Going from the line that contains "Identify each instance of the purple" down to the last line in the listing below, reproduce every line exactly and include no others.

**RECORDED INFORMATION:**
++++++++++

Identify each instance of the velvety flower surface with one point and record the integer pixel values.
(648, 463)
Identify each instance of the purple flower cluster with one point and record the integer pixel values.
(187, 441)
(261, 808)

++++++++++

**ANSWER AREA:**
Identify each instance of the purple flower cluster with one point and record the integer pixel values.
(187, 441)
(261, 808)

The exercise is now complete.